» **What you should do**: Locate every line in the items below that contains the word "trim", and copy each of those lines in full.
---------- Data in this exercise ----------
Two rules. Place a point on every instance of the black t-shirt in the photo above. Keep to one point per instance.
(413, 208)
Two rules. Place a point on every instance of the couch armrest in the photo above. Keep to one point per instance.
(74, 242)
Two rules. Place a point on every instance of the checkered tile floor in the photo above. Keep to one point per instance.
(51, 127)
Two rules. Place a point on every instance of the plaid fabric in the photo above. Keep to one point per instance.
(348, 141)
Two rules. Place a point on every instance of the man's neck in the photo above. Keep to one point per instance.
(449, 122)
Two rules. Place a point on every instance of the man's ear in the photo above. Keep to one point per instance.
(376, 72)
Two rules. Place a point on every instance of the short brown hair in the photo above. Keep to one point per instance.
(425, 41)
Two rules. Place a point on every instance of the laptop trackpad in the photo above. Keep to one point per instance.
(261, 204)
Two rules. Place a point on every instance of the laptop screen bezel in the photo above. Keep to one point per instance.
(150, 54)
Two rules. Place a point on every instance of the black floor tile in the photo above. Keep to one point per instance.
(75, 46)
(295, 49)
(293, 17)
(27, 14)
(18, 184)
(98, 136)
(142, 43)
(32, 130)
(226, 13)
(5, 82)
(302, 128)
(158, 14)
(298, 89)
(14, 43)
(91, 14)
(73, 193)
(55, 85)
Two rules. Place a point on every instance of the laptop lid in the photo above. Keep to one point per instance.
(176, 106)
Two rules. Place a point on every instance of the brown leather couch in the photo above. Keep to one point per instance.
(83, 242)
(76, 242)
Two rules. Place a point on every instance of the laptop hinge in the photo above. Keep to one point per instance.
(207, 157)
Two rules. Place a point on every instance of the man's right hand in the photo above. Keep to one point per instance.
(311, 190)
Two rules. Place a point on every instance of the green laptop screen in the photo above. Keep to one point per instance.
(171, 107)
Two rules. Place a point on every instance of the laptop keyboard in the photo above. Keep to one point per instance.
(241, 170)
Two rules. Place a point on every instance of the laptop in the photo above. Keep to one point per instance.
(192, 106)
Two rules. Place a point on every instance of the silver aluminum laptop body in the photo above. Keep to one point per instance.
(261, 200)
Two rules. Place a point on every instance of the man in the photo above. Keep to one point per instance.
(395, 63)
----------
---------- Data in this exercise ----------
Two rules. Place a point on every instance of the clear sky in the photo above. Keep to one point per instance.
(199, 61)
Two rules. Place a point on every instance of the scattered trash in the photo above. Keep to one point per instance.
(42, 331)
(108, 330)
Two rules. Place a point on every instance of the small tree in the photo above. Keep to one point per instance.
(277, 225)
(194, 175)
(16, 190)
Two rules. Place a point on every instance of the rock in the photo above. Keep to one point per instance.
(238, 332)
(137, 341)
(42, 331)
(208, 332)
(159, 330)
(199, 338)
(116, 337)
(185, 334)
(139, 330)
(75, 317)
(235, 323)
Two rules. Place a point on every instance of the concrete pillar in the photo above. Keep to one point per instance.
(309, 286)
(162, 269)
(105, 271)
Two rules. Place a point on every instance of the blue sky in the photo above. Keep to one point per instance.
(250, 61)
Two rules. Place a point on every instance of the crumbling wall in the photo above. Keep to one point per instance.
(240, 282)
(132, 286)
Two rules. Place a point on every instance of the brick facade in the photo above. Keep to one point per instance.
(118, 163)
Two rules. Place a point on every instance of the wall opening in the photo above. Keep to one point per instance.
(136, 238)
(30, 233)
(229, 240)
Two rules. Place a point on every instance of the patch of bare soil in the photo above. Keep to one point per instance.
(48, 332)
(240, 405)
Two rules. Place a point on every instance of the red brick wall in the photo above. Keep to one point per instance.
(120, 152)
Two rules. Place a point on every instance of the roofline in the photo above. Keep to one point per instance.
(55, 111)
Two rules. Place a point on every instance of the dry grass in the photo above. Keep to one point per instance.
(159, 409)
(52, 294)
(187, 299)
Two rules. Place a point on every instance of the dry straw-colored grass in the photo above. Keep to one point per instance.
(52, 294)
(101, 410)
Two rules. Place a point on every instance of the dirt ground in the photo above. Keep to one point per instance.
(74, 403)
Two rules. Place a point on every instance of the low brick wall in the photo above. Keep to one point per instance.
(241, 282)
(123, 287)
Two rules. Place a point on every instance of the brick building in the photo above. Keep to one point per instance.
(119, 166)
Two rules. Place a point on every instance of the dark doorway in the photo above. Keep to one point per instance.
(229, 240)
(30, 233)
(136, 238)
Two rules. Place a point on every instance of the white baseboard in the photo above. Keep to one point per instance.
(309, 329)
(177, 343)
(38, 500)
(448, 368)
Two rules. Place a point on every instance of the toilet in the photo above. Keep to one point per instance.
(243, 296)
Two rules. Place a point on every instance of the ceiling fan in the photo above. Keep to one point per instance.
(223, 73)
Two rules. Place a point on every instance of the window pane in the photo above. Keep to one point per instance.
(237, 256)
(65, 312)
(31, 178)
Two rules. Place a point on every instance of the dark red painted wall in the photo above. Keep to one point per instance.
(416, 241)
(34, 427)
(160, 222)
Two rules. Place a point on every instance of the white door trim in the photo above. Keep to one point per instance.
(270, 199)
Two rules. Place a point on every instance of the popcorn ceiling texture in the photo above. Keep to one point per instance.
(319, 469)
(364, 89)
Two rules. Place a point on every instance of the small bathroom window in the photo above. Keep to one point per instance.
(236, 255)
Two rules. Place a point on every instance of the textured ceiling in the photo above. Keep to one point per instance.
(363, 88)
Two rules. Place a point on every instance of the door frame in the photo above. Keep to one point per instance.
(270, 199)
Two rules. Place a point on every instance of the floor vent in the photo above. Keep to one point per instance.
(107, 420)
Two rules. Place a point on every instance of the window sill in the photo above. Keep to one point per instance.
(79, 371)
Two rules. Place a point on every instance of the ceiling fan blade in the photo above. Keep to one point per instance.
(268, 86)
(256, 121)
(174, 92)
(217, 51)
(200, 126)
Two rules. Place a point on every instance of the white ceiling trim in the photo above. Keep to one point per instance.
----------
» **Solution to the exercise**:
Two rules. Place a point on every instance of the white door trim in the photo above. Keep to one point per instance.
Two rules. Place a point on every instance of the white ceiling trim in the photo above. Keep to one point per instance.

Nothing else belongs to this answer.